### WORK REQUIRED:
Copy out the items verbatim, beginning with the line that contains "tag: cable => bbox" and ending after the line that contains "[578,73,604,120]".

### INFORMATION PROVIDED:
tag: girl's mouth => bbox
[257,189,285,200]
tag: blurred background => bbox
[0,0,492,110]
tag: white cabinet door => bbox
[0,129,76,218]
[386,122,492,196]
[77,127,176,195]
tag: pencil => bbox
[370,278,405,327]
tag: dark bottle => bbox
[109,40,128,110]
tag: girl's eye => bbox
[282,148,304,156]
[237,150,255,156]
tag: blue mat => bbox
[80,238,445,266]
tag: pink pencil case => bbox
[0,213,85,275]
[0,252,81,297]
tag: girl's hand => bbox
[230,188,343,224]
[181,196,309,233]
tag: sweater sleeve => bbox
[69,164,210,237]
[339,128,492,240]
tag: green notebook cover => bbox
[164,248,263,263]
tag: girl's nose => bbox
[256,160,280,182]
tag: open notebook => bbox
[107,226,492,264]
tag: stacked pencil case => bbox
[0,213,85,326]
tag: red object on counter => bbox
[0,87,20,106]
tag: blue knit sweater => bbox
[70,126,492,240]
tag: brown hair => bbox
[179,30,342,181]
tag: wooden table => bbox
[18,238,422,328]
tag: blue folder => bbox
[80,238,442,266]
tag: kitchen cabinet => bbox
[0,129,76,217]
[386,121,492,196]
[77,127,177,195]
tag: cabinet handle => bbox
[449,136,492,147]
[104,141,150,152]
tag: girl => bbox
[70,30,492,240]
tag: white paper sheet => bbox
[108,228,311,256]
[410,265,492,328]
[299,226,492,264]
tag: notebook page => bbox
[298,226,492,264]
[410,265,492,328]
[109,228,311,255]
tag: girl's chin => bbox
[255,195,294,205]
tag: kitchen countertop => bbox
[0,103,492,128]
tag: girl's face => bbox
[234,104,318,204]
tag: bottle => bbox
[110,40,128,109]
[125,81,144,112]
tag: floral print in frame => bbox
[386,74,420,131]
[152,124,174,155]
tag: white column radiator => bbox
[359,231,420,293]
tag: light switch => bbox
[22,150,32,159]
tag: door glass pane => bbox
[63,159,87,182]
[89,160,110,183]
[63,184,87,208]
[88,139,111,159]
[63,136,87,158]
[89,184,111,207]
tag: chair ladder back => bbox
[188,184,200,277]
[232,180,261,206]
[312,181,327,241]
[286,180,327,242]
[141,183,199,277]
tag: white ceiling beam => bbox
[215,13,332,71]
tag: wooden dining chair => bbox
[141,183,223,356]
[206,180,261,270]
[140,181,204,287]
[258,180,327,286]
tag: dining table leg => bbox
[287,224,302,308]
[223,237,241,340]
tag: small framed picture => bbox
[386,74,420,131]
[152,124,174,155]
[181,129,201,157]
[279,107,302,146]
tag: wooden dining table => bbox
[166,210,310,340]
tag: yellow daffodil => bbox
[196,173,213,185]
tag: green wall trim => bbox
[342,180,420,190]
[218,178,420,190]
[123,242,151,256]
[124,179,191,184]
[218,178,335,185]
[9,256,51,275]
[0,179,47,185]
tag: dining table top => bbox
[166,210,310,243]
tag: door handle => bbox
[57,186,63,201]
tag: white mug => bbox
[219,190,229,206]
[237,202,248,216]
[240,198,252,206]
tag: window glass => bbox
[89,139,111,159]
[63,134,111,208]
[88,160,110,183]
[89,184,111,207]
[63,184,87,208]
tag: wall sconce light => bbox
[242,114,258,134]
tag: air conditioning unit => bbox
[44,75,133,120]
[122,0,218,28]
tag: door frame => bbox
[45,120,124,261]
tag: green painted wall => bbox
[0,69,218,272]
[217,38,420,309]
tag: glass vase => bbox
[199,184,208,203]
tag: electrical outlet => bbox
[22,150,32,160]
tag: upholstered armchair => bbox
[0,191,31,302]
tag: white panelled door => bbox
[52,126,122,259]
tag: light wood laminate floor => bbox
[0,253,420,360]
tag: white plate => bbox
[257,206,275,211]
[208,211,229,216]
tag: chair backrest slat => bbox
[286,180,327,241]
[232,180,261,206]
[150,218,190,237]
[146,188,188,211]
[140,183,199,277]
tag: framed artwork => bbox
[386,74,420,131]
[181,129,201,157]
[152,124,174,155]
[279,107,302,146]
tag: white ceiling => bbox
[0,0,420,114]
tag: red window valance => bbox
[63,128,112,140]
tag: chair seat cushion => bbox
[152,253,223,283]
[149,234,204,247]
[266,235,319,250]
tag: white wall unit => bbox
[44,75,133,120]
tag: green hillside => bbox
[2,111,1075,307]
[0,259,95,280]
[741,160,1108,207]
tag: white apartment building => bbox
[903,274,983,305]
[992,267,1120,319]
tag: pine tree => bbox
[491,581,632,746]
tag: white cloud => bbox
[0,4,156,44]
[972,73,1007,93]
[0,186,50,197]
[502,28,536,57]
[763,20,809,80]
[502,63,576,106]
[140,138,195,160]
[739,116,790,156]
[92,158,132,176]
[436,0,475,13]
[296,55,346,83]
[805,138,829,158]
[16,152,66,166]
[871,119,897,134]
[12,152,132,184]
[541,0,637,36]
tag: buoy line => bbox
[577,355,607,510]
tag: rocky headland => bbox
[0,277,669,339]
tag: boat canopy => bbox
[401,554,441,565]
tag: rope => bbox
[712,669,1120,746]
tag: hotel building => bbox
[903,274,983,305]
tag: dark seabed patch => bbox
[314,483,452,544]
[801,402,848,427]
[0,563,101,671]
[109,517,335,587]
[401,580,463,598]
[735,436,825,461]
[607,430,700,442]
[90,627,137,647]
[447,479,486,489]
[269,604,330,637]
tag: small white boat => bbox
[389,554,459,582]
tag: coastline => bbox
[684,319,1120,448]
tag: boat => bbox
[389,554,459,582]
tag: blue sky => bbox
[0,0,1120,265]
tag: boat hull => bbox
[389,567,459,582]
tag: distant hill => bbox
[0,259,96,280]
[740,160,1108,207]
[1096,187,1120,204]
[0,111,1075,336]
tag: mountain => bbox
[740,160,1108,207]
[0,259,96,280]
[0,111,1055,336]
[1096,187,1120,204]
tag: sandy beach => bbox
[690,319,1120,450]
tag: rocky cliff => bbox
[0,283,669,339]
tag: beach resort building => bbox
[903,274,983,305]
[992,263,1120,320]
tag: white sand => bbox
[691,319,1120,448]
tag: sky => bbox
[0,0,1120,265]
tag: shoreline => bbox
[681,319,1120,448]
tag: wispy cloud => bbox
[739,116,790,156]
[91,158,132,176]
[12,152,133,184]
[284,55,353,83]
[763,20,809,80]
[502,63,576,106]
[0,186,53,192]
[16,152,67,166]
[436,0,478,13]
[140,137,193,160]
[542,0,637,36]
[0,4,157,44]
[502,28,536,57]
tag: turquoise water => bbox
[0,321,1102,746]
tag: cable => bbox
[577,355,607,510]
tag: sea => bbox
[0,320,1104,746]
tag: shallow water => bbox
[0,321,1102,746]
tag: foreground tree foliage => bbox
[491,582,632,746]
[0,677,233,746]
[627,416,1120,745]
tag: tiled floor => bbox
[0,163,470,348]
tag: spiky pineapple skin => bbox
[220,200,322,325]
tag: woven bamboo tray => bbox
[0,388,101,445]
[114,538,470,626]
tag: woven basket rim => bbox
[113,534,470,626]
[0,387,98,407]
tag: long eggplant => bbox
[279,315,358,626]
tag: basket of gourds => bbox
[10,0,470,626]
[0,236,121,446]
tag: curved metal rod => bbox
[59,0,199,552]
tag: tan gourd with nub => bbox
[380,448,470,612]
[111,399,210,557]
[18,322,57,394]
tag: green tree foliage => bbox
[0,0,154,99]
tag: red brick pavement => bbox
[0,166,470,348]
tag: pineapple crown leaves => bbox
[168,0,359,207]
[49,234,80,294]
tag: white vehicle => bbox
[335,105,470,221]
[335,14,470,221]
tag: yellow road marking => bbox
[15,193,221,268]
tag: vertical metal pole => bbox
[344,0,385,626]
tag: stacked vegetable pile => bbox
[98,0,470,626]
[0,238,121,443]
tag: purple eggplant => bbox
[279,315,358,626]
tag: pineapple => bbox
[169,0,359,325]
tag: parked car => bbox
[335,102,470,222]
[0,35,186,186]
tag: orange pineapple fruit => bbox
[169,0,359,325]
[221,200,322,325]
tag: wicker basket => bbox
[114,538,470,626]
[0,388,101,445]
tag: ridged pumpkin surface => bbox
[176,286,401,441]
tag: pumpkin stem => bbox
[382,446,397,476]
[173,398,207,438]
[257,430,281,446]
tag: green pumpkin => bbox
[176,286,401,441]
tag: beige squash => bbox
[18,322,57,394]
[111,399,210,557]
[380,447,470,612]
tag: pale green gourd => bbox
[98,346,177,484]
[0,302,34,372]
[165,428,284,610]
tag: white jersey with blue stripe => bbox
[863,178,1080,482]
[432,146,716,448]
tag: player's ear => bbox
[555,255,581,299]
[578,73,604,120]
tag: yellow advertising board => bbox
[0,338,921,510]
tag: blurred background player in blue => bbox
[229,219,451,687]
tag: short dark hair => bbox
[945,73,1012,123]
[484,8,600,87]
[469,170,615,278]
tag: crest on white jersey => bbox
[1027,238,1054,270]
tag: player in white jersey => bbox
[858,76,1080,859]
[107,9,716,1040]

### RESPONSE TO THIS EXERCISE:
tag: cable => bbox
[577,355,607,510]
tag: sea => bbox
[0,320,1104,746]
tag: shallow water => bbox
[0,321,1102,746]
tag: foreground tree foliage => bbox
[491,582,632,746]
[0,677,233,746]
[627,416,1120,745]
tag: tiled floor => bbox
[0,163,470,348]
tag: spiky pineapple skin => bbox
[220,200,322,325]
tag: woven bamboo tray => bbox
[0,388,101,445]
[114,538,470,626]
tag: woven basket rim => bbox
[113,534,470,626]
[0,387,98,407]
tag: long eggplant => bbox
[279,315,358,626]
tag: basket of gourds => bbox
[10,0,470,626]
[0,236,121,446]
tag: curved metal rod => bbox
[59,0,199,552]
tag: tan gourd with nub => bbox
[380,448,470,612]
[111,399,210,557]
[18,322,57,394]
tag: green tree foliage => bbox
[0,0,154,99]
tag: red brick pavement => bbox
[0,166,470,348]
tag: pineapple crown leaves => bbox
[168,0,359,207]
[49,234,80,294]
tag: white vehicle => bbox
[335,105,470,221]
[335,14,470,221]
tag: yellow road marking => bbox
[15,193,221,268]
tag: vertical metal pole => bbox
[344,0,385,626]
tag: stacked vegetable pile => bbox
[98,0,470,626]
[0,238,121,443]
tag: purple eggplant => bbox
[279,315,358,626]
tag: pineapple => bbox
[169,0,359,325]
tag: parked car => bbox
[335,102,470,222]
[0,35,186,186]
tag: orange pineapple fruit => bbox
[169,0,359,325]
[221,200,322,325]
tag: wicker basket => bbox
[114,538,470,626]
[0,388,101,445]
tag: ridged pumpkin surface => bbox
[176,286,401,441]
tag: pumpkin stem => bbox
[382,446,397,476]
[173,398,207,438]
[257,430,281,446]
tag: green pumpkin => bbox
[176,286,401,441]
tag: beige squash => bbox
[18,322,57,394]
[111,399,210,557]
[380,447,470,612]
tag: pale green gourd => bbox
[98,346,177,484]
[0,302,34,372]
[165,428,284,610]
tag: white jersey with blue stripe => bbox
[863,178,1080,482]
[432,146,716,448]
tag: player's ear => bbox
[555,255,581,299]
[578,73,604,120]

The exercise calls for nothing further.